## [TEXT SHOWN]
------------------------------------

2). She has mobility issues and refuses to “use it” so she “loses it”. She constantly keeps me on the go…coffee has to be hot, water needs ice replaced every 30 minutes. She wants this, she wants that. She needs help getting out of the chair onto the toilet, back in her chair. This also affects going outside to smoke as I do have a step to my patio or three steps to my garage. She has woken me up four times in six hours for bathroom assistance. The fastest way to burn me out is to deny me sleep.
Sidenote - we don’t live together now and her mobility is somewhat better than it was after surgery in 2021.
3). Incontinence. She dribbles a lot and it is pungent. Supposedly, she has a kidney stone that isn’t causing any pain (thank you, God for that blessing), but it does make the urine smell noxious. 2-3 times a year she will have incidents where she doesn’t make it to the toilet in time - and has an upset stomach. That has proven to be a bigger mess than I want to deal with.
4). Pain medications seriously affect her though process. She is non-compliant and won’t listen to anyone. She passes the MOCA test with flying colors, but still won’t listen when she is told XYZ. She loses all ability to empathize or sympathize. She doesn’t care about anyone but getting her wants and needs met. She also doesn’t remember what people do for her or feel the need to adequately compensate or return the favors.
5). As hard as it has been for me, I’ve had to accept and process the fact that my mother will lie to me and about me. It is too much to manage and I respond poorly to gaslighting/rewriting past events. It can be worrisome wondering what she is saying about me. Fortunately good family friends touch base with me, so I can keep the narrative truthful. I’m also concerned she will lose her core group of friends by telling tales. The middle school hijinks can still cause hurt feelings.
My mom lived to be 95. There were days when I thought that I would drop dead from exhaustion!
Shelley727: As for in-home care: If you don't have a personal referral, use a service that vets and trains caregivers (e.g. Catholic Community Services). Research, get references, try them out while you are in the house. Two hours a day, or ten hours a week (a service probably has a minimum # of hours) will give you a break to carry on. Of course it won't be as good as you! But there are advantages, and it might be a break for you loved one too, without the emotional baggage. (Maybe they will appreciate you more, for a nano-second.) Good luck!
i hope to be a care survivor too, one day.
hug!! :)
I visited several memory care places, but none could GUARANTEE him a medicaid bed when his funds ran out (some didn't even offer medicaid beds...said they just had to leave at that point....!!!!!).
I finally found an Adult Family Home (a house, not an institution) that specialized in caring for people with dementia, and who would allow anyone who self paid for 2 years to transition to medicaid when their funds ran out.

------------------------------------

## [EXPLORE THE MATERIAL]
1. In the caregiving text, why is being woken four times in six hours for bathroom assistance a problem for the writer? Answer in one to three sentences.
2. Please repeat the caregiving text from "2). She has" up to and including "surgery in 2021.".

------------------------------------

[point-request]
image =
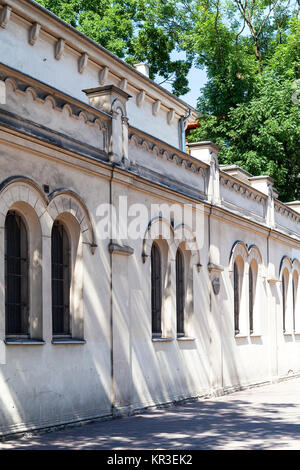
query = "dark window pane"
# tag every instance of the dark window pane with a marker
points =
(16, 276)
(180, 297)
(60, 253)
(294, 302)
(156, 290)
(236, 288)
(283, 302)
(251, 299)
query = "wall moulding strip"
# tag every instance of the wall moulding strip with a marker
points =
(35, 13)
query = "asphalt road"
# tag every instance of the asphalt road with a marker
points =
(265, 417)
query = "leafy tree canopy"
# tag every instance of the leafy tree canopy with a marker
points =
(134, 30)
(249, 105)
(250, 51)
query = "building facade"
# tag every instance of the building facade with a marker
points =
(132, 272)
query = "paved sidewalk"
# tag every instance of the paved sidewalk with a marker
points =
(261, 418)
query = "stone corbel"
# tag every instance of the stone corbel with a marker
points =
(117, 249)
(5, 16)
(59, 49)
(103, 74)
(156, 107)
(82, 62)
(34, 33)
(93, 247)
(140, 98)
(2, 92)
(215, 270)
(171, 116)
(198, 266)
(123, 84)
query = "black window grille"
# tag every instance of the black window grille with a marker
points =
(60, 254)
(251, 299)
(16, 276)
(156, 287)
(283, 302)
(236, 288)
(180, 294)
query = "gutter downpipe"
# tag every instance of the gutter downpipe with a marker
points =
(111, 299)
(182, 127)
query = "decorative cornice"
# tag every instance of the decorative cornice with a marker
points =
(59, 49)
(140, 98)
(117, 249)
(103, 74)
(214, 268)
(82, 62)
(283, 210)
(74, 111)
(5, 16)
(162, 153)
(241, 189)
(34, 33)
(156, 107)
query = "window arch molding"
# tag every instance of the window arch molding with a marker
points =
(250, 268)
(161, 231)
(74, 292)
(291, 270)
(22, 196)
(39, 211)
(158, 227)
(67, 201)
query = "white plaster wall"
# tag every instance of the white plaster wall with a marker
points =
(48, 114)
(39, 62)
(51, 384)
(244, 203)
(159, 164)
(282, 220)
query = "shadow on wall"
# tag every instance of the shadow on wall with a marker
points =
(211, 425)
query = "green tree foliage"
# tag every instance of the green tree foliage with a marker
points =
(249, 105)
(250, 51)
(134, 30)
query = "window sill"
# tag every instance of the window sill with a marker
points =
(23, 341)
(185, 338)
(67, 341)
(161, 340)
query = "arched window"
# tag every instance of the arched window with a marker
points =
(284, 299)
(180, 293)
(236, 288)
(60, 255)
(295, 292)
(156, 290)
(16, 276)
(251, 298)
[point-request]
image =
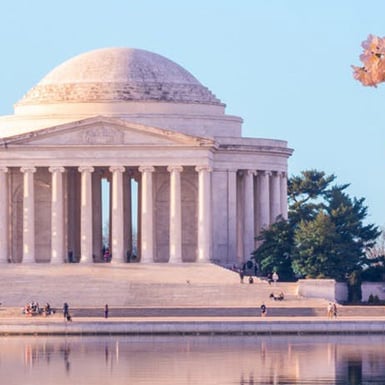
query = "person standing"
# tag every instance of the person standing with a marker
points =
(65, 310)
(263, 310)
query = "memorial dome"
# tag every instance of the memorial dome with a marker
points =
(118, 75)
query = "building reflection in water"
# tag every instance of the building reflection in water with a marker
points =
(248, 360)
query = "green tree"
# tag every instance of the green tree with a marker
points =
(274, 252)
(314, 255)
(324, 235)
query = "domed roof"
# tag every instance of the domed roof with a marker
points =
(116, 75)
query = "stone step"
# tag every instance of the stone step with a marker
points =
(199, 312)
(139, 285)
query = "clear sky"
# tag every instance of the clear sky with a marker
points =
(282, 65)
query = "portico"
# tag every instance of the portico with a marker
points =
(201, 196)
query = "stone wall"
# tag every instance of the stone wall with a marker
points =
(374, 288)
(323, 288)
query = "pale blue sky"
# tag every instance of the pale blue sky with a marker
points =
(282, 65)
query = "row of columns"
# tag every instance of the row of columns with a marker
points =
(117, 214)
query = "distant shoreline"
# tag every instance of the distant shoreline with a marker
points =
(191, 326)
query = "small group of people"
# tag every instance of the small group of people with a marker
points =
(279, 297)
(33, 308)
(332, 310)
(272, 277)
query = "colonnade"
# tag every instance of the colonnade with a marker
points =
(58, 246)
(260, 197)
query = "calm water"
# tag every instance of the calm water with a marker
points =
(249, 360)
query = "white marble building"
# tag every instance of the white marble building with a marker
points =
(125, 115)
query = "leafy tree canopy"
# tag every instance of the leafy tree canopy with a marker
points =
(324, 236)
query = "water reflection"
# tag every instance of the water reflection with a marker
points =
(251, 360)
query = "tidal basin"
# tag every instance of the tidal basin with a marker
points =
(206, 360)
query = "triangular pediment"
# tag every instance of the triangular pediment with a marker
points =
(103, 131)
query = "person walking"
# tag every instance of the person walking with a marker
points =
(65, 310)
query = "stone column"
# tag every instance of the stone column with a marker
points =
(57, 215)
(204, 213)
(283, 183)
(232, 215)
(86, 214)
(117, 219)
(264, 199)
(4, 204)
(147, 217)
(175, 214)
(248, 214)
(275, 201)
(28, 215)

------------------------------------

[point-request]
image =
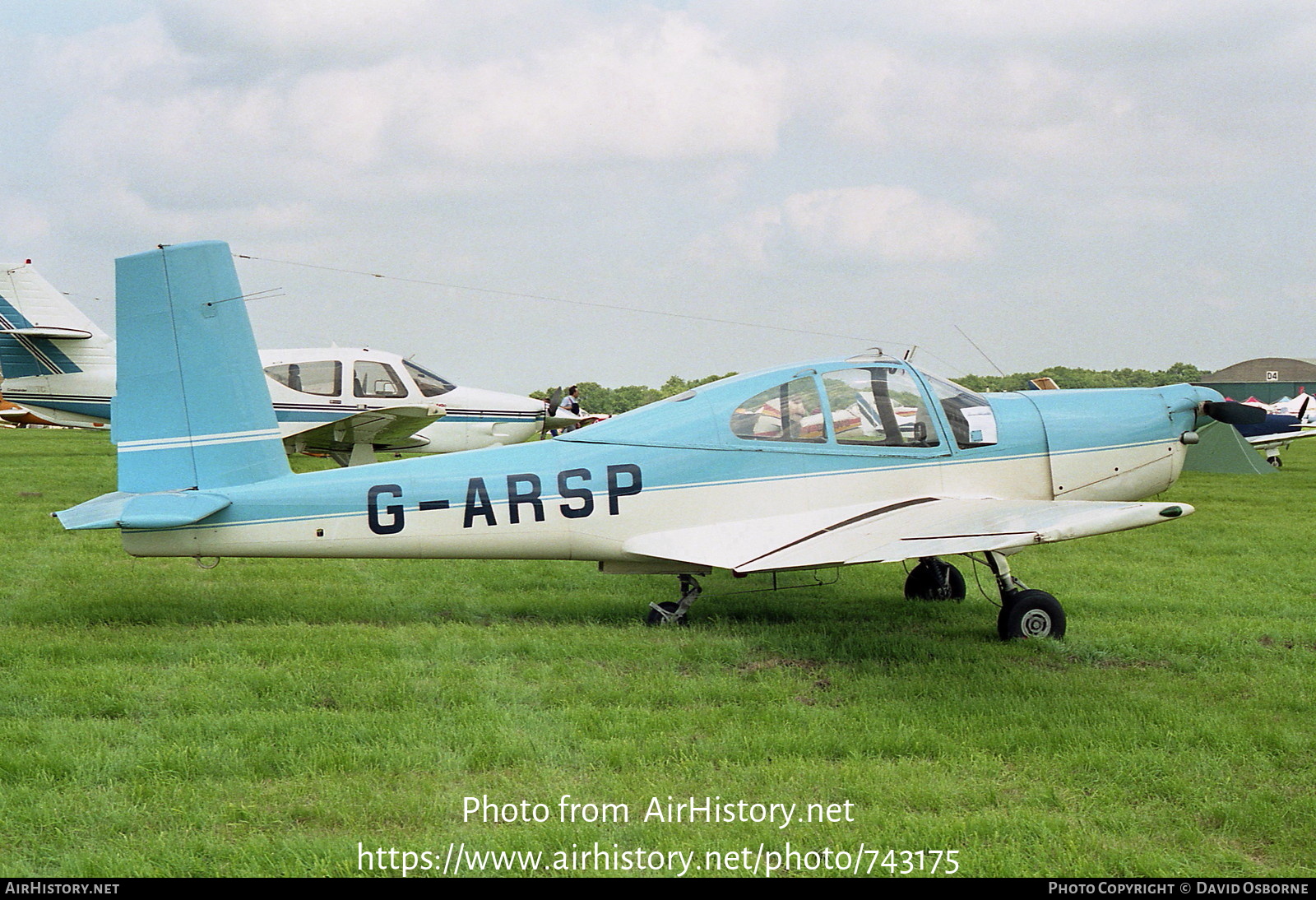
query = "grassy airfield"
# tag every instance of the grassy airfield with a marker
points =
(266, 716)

------------------------------------

## [SOLUTIONS BELOW]
1. The writer says the fastest way to burn them out is to deny them sleep. Four wake-ups in six hours does exactly that.

2.
2). She has mobility issues and refuses to “use it” so she “loses it”. She constantly keeps me on the go…coffee has to be hot, water needs ice replaced every 30 minutes. She wants this, she wants that. She needs help getting out of the chair onto the toilet, back in her chair. This also affects going outside to smoke as I do have a step to my patio or three steps to my garage. She has woken me up four times in six hours for bathroom assistance. The fastest way to burn me out is to deny me sleep.
Sidenote - we don’t live together now and her mobility is somewhat better than it was after surgery in 2021.